• Listed entries
Start of Block
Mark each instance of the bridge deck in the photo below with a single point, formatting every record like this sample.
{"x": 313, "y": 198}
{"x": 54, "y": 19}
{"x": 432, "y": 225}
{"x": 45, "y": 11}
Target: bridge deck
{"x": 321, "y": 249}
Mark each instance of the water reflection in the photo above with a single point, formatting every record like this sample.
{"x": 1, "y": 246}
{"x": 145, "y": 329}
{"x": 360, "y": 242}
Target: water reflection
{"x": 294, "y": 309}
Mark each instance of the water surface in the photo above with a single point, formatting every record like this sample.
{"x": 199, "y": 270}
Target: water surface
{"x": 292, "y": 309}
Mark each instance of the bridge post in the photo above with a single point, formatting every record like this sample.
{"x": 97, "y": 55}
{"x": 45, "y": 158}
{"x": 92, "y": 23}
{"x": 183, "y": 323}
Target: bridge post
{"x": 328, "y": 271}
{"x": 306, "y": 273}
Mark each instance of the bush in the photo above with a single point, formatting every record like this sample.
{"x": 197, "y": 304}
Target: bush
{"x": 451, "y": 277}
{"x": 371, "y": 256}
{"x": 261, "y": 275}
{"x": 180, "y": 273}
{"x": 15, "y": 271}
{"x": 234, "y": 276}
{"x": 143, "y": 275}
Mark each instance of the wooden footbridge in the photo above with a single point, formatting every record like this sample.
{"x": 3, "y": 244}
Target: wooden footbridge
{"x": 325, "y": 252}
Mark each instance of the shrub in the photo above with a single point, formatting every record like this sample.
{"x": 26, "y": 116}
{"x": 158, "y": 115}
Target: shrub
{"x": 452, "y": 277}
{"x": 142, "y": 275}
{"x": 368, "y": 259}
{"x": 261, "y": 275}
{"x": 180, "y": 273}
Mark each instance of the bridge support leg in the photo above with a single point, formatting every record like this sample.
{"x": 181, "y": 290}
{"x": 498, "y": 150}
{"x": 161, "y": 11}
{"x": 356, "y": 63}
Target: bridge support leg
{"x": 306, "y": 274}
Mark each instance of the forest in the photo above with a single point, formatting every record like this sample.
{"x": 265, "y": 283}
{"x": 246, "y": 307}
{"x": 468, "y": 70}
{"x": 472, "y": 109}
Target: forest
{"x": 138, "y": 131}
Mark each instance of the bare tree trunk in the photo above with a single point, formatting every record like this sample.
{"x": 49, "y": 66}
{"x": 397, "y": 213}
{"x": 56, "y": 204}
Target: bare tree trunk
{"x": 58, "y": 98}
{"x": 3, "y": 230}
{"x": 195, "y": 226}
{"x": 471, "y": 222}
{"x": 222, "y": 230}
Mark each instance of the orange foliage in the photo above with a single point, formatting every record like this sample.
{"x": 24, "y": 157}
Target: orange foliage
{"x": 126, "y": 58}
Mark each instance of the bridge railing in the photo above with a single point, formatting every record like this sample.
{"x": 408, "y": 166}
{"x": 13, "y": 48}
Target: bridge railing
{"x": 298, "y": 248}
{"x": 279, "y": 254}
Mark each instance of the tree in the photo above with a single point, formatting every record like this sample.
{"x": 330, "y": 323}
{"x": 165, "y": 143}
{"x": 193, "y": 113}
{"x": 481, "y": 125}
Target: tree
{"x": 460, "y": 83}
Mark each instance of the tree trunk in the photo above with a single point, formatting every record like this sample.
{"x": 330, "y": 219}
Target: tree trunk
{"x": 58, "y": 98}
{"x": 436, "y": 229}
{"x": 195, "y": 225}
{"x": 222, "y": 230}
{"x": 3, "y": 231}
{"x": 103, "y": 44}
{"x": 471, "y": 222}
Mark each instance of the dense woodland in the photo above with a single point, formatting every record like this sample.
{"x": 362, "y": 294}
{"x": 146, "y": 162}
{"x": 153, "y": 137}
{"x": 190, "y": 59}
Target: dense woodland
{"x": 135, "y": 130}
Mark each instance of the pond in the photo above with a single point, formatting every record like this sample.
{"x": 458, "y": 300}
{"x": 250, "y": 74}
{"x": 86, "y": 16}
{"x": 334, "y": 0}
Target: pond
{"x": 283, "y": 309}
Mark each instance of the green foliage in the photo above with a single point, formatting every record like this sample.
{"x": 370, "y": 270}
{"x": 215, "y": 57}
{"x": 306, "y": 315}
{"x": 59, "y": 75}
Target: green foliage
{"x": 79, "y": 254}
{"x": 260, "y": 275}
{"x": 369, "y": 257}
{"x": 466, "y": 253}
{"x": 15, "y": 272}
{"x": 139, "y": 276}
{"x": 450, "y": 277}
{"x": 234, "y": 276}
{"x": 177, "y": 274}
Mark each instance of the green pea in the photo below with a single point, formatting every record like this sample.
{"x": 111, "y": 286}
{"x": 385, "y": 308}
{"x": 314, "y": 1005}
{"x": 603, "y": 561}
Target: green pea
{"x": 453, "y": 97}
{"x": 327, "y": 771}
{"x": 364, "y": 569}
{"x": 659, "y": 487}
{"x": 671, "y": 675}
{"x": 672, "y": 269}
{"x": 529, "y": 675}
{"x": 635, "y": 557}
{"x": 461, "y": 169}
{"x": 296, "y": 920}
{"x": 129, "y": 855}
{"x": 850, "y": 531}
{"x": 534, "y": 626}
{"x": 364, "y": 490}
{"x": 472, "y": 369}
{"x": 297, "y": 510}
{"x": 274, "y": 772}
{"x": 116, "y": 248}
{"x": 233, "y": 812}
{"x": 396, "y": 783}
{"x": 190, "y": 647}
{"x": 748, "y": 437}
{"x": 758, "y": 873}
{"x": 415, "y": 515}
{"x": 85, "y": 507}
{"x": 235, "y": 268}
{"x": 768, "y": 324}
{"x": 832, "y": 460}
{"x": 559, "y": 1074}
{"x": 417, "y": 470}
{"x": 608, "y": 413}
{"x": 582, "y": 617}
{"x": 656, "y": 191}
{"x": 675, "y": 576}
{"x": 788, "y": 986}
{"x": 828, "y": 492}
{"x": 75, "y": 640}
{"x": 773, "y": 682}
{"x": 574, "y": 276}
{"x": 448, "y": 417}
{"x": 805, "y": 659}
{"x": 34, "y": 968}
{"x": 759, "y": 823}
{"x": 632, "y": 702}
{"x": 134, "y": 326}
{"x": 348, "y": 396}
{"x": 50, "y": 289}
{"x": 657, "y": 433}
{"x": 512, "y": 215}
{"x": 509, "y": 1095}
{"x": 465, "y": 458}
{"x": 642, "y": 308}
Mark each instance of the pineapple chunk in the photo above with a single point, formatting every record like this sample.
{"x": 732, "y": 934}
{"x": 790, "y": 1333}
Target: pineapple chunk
End of Block
A complete, exact copy of the material is required.

• Solution below
Mark each instance of the bridge deck in the photo below with a single point, formatting every record like this sample.
{"x": 313, "y": 198}
{"x": 54, "y": 19}
{"x": 432, "y": 225}
{"x": 45, "y": 11}
Target: bridge deck
{"x": 321, "y": 249}
Mark each instance of the water reflection in the photo above with a single point, formatting every record like this sample.
{"x": 1, "y": 246}
{"x": 145, "y": 329}
{"x": 360, "y": 242}
Target: water reflection
{"x": 294, "y": 309}
Mark each instance of the water surface in the photo above with a single point, formatting every record like this sample.
{"x": 199, "y": 270}
Target: water surface
{"x": 292, "y": 309}
Mark each instance of the bridge post in the photo above with a single point, formatting every record like this sample.
{"x": 97, "y": 55}
{"x": 45, "y": 158}
{"x": 92, "y": 23}
{"x": 183, "y": 323}
Target: bridge post
{"x": 328, "y": 271}
{"x": 306, "y": 273}
Mark each instance of the bush in the photo above with a single point, formatting every record like this sample.
{"x": 197, "y": 304}
Target: bush
{"x": 451, "y": 277}
{"x": 371, "y": 256}
{"x": 261, "y": 275}
{"x": 180, "y": 273}
{"x": 15, "y": 271}
{"x": 234, "y": 276}
{"x": 143, "y": 275}
Mark each instance of the wooden footbridge in the photo above with a single point, formatting every record like this sample.
{"x": 3, "y": 244}
Target: wooden footbridge
{"x": 325, "y": 252}
Mark each instance of the shrub in the photo above with a single point, formatting every record like this sample.
{"x": 26, "y": 116}
{"x": 158, "y": 115}
Target: shrub
{"x": 452, "y": 277}
{"x": 142, "y": 275}
{"x": 368, "y": 259}
{"x": 261, "y": 275}
{"x": 180, "y": 273}
Mark each instance of the bridge support leg in the photo above with a single point, formatting every record like this sample.
{"x": 181, "y": 290}
{"x": 498, "y": 150}
{"x": 161, "y": 11}
{"x": 356, "y": 63}
Target: bridge support leg
{"x": 306, "y": 274}
Mark each instance of the forest in the photo above with a single point, formatting every record like this sample.
{"x": 265, "y": 283}
{"x": 246, "y": 307}
{"x": 468, "y": 70}
{"x": 472, "y": 109}
Target: forest
{"x": 138, "y": 131}
Mark each instance of the bare tree trunk in the photo above with a single point, formatting every record like this sample.
{"x": 49, "y": 66}
{"x": 397, "y": 213}
{"x": 56, "y": 204}
Target: bare tree trunk
{"x": 58, "y": 98}
{"x": 3, "y": 230}
{"x": 195, "y": 226}
{"x": 471, "y": 222}
{"x": 222, "y": 230}
Mark each instance of the orange foliage in the photo above with a single point, formatting every record like this sample.
{"x": 24, "y": 157}
Target: orange foliage
{"x": 126, "y": 58}
Mark each instance of the bridge railing in the photo above with a single point, formatting every record like this sample.
{"x": 408, "y": 166}
{"x": 13, "y": 48}
Target: bridge railing
{"x": 298, "y": 248}
{"x": 279, "y": 254}
Mark each instance of the tree in the photo above with a single point, formatting every record like this sample.
{"x": 330, "y": 323}
{"x": 165, "y": 143}
{"x": 193, "y": 113}
{"x": 481, "y": 125}
Target: tree
{"x": 460, "y": 83}
Mark each instance of the tree trunk in the photo above with a single point, formatting every record like this sample.
{"x": 330, "y": 219}
Target: tree trunk
{"x": 58, "y": 98}
{"x": 436, "y": 229}
{"x": 195, "y": 225}
{"x": 222, "y": 230}
{"x": 3, "y": 231}
{"x": 103, "y": 44}
{"x": 471, "y": 222}
Mark each instance of the dense woodland in the photo above with a single point, formatting every record like this sample.
{"x": 362, "y": 294}
{"x": 146, "y": 162}
{"x": 153, "y": 137}
{"x": 190, "y": 59}
Target: dense woodland
{"x": 135, "y": 130}
Mark each instance of the pond in the photo above with a single point, formatting every record like this sample.
{"x": 458, "y": 300}
{"x": 250, "y": 74}
{"x": 86, "y": 16}
{"x": 334, "y": 0}
Target: pond
{"x": 283, "y": 309}
Mark each instance of the green foliage in the photo above with a single point, formatting every record like this sample.
{"x": 370, "y": 270}
{"x": 215, "y": 57}
{"x": 306, "y": 315}
{"x": 59, "y": 75}
Target: green foliage
{"x": 79, "y": 254}
{"x": 260, "y": 275}
{"x": 369, "y": 257}
{"x": 466, "y": 253}
{"x": 15, "y": 272}
{"x": 139, "y": 276}
{"x": 450, "y": 277}
{"x": 234, "y": 276}
{"x": 177, "y": 274}
Mark each instance of the green pea in the photo below with a single point, formatting every record like this sample.
{"x": 111, "y": 286}
{"x": 385, "y": 308}
{"x": 314, "y": 1005}
{"x": 603, "y": 561}
Target: green pea
{"x": 453, "y": 97}
{"x": 327, "y": 771}
{"x": 364, "y": 569}
{"x": 659, "y": 487}
{"x": 671, "y": 675}
{"x": 672, "y": 269}
{"x": 529, "y": 675}
{"x": 635, "y": 557}
{"x": 461, "y": 169}
{"x": 296, "y": 920}
{"x": 129, "y": 855}
{"x": 850, "y": 531}
{"x": 534, "y": 626}
{"x": 364, "y": 490}
{"x": 472, "y": 369}
{"x": 297, "y": 510}
{"x": 274, "y": 772}
{"x": 116, "y": 248}
{"x": 233, "y": 812}
{"x": 396, "y": 783}
{"x": 190, "y": 647}
{"x": 748, "y": 437}
{"x": 758, "y": 873}
{"x": 415, "y": 515}
{"x": 85, "y": 507}
{"x": 235, "y": 268}
{"x": 768, "y": 324}
{"x": 832, "y": 460}
{"x": 559, "y": 1074}
{"x": 417, "y": 470}
{"x": 608, "y": 413}
{"x": 582, "y": 617}
{"x": 656, "y": 191}
{"x": 675, "y": 576}
{"x": 788, "y": 986}
{"x": 828, "y": 492}
{"x": 75, "y": 640}
{"x": 773, "y": 682}
{"x": 574, "y": 276}
{"x": 448, "y": 417}
{"x": 805, "y": 659}
{"x": 34, "y": 968}
{"x": 759, "y": 823}
{"x": 632, "y": 702}
{"x": 134, "y": 326}
{"x": 348, "y": 396}
{"x": 50, "y": 289}
{"x": 657, "y": 433}
{"x": 512, "y": 215}
{"x": 509, "y": 1095}
{"x": 465, "y": 458}
{"x": 642, "y": 308}
Mark each instance of the pineapple chunk in the photo above with a single point, formatting every record like this sample.
{"x": 732, "y": 934}
{"x": 790, "y": 1333}
Target: pineapple chunk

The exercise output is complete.